* **Exercise tasks**
**A.** Answer from the piece on writing slumps:
(i) How long did the slump last?
(ii) Who asked, "Why did you stop writing?"
(iii) How many rejections did the book receive?
**B.** Output the part of the piece on writing slumps that begins at the words "2. Get feedback" and stops after the words "wasn’t good enough.".
**C.** Carry the piece on writing slumps forward with the next part, starting after its last sentence.

* **Excerpt to read**
• • • •

Three Ways To Motivate Yourself Out Of A Writing Slump
We’ve all been there. The days, weeks, and months crawl (or fly!) by but you’re unable to put pen to paper—or fingers to keys. Your book(s) languish away, calling softly for you to return. Even if you want to, you just don’t have the energy.
I get it. And you’re no less of a writer for feeling that way.
Recently, I pulled myself out of a pretty deep writing slump. A year and a half slump, actually. I’d taken a few hard hits on my last round of querying and made excuse after excuse to myself that “I just needed a break.”
Breaks are great. I encourage all writers to take them. But you have to know when a break for preserving inspiration turns to procrastinating so you won’t fail.
Since my slump, I’ve learned three pretty useful ways to pull myself out of that hole—should I find myself in it again.
1. Talk to people who share your dream
For me, it was my husband and my best friend. For others, it may be a writing group, either in-person or virtual.
One day, my husband directly asked me, “Why did you stop writing? Are you giving up on that dream?”
Oof. That was the moment a flip switched in my brain. I didn’t realize that’s what I was doing. While I watched yet another Netflix Original or played phone games on the couch until 1 a.m., I wasn’t aware of my dream slowing slipping away. I didn’t realize that every moment I wasted with things that didn’t bring me joy also wasted the time I could have dedicated to writing and honing my craft.
Talking with my best friend, who is also a writer, began to motivate me. Hearing her ideas about her stories made me excited about my own and propelled me to restart.
2. Get feedback on your work
After 30+ rejections on a book I was really proud of, I saw myself as a complete failure. I’m a person who ties my personal worth to my accomplishments, so it was a pretty painful blow. My brain told me, “As long as we don’t write, we won’t fail anymore!”
You know that uber-famous Wayne Gretzky quote? “You’ll always miss 100 percent of the shots you don’t take”? I forgot about that one. My husband cited all the authors who failed dozens or hundreds of times, but all I could focus on were the 30-odd emails in my inbox saying I wasn’t good enough.

• • • •

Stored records

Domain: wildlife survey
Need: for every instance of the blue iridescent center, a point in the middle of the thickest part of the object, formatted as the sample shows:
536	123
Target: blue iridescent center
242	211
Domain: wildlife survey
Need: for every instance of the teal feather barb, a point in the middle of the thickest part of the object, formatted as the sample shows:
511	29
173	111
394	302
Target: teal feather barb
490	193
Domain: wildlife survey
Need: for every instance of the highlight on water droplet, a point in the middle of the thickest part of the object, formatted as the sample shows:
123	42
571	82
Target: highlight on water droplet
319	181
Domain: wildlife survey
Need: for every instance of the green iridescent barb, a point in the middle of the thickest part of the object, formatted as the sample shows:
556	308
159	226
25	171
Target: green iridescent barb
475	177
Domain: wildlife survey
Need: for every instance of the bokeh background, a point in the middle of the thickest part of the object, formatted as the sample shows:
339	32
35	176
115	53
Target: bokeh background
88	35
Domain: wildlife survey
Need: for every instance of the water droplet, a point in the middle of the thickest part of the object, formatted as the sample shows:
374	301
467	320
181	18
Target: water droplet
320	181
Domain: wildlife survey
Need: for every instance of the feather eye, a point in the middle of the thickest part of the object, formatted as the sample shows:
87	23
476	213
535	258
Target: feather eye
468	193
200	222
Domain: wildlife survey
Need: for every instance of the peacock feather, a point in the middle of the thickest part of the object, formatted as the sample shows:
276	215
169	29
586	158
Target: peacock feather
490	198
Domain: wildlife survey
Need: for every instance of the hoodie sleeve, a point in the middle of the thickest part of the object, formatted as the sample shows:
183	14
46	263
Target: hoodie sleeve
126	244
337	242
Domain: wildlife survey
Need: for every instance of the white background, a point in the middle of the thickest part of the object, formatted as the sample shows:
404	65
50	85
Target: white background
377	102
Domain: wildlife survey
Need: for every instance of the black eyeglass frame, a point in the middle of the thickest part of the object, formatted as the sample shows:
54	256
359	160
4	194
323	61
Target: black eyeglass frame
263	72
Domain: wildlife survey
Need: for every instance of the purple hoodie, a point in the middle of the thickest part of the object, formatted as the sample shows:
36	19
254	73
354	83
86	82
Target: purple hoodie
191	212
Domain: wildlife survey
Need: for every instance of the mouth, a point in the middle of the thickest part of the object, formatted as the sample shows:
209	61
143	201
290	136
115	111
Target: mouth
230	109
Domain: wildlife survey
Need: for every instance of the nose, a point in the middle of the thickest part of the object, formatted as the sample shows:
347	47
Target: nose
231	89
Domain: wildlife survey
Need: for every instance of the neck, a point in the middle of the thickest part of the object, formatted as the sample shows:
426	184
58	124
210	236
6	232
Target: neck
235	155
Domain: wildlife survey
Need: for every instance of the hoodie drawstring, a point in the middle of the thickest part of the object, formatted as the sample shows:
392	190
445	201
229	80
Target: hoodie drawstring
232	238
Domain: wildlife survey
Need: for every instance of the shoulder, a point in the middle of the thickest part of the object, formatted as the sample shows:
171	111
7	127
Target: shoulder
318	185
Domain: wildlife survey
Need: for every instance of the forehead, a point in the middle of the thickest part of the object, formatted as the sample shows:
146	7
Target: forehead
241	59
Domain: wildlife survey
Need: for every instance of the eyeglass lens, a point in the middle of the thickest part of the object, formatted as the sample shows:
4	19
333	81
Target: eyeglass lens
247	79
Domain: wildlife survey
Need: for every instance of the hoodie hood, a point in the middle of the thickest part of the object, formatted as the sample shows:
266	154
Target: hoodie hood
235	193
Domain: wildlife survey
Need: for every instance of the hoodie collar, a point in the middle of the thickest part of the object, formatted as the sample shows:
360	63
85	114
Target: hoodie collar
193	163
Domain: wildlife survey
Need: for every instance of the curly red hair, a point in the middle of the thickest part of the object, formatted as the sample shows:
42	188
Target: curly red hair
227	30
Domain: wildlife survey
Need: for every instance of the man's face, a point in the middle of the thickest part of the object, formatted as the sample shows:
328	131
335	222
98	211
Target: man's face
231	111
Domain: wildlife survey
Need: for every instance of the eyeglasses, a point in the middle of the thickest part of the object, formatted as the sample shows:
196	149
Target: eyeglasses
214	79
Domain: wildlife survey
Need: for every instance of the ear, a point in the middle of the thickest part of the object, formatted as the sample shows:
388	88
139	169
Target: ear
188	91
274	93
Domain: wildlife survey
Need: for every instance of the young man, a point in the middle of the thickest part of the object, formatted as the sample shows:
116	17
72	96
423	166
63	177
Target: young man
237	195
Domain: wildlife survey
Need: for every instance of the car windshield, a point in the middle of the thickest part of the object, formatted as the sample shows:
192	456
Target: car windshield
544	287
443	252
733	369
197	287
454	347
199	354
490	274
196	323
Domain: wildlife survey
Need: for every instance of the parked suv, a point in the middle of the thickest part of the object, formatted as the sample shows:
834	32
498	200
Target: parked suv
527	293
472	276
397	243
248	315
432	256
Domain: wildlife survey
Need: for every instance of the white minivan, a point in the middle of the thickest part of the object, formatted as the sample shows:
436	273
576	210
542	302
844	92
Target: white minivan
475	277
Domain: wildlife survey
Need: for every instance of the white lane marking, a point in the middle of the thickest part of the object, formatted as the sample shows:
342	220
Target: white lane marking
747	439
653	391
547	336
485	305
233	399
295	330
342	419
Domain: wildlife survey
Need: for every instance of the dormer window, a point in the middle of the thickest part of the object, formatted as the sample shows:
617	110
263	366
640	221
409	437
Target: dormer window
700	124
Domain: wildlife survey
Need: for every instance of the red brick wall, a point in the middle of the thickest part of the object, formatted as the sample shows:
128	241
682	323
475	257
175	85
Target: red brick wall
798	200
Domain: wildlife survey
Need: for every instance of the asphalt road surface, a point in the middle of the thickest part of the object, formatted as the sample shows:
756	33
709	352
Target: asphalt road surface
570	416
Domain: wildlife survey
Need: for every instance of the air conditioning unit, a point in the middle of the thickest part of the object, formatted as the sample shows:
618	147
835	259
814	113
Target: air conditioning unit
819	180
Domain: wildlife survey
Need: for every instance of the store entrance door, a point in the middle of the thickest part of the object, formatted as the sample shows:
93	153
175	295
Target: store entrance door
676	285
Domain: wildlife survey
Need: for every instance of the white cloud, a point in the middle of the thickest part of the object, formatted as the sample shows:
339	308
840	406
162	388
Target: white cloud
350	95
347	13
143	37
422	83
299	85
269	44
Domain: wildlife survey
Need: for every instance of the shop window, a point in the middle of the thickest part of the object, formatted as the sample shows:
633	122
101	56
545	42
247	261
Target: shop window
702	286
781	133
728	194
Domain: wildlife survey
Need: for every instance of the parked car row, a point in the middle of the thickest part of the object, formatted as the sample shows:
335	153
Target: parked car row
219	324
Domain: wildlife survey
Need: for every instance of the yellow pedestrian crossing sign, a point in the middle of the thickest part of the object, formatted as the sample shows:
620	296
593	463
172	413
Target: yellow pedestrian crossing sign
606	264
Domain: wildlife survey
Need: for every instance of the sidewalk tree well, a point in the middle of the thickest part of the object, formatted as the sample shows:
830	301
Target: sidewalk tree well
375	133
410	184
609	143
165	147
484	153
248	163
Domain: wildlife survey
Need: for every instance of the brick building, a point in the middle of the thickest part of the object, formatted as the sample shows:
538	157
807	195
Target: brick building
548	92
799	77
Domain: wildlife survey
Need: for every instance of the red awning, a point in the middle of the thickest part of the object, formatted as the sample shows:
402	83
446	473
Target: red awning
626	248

• • • •

* **Answers per task**
**A.**
(i) A year and a half
(ii) The writer's husband
(iii) More than 30 (30+)

**B.**
2. Get feedback on your work
After 30+ rejections on a book I was really proud of, I saw myself as a complete failure. I’m a person who ties my personal worth to my accomplishments, so it was a pretty painful blow. My brain told me, “As long as we don’t write, we won’t fail anymore!”
You know that uber-famous Wayne Gretzky quote? “You’ll always miss 100 percent of the shots you don’t take”? I forgot about that one. My husband cited all the authors who failed dozens or hundreds of times, but all I could focus on were the 30-odd emails in my inbox saying I wasn’t good enough.

**C.**
The thing that pulled me out of that spiral was feedback from a good friend on my story. For the first time in a long time, I could see the good in my story again. It gave me the confidence I needed to restart revisions and reignite my passion.
My husband is in his fourth year of medical school and training to becoming a psychiatrist—so you can imagine we have a fair number of conversations about how our thought processes affect our actions.
He’s helped me learn how to self-reflect a lot over the last year, and what I’ve learned isn’t something I could hear and accept from anyone else.
- I chose to stop writing.
- I am not a failure as a person, or a writer, because I don’t have an agent yet.
- The jealousy I feel for other writers online comes from my own insecurities of not reaching my goals.
- I can and will succeed as long as I keep trying.
Who knew that giving consistent effort to something you care about will result in something great?
At this point, I’m just a few chapters into revisions—but I have a renewed sense of purpose, passion, and excitement for the book. In a way, my slump was like a hard reset; it helped me gain distance and see the ways I could improve. But being away from my characters, and my dream, for that long isn’t something I want to do again.